*** Provided records ***

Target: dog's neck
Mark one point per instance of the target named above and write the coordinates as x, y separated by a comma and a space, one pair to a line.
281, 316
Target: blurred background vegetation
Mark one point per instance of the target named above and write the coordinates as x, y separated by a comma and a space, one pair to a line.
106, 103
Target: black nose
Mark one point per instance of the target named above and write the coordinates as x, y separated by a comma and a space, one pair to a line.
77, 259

***

What is required:
Rewrite all of the entries above, substituting "occurrence" for "instance" and leaving everything else as it is.

Worked solution:
Target: dog's neck
Mark one point per occurrence of the target named above and write the coordinates as x, y separated by a comma and a space, one pair to a line.
281, 316
Target: blurred background vegetation
Mark one point per occurrence of the target named above and write the coordinates as x, y separated by a comma and a space, one pair to a line.
106, 103
Target: black nose
Mark one point per occurrence of the target named above and write the coordinates as x, y separated by a comma and a space, one pair to a line.
77, 259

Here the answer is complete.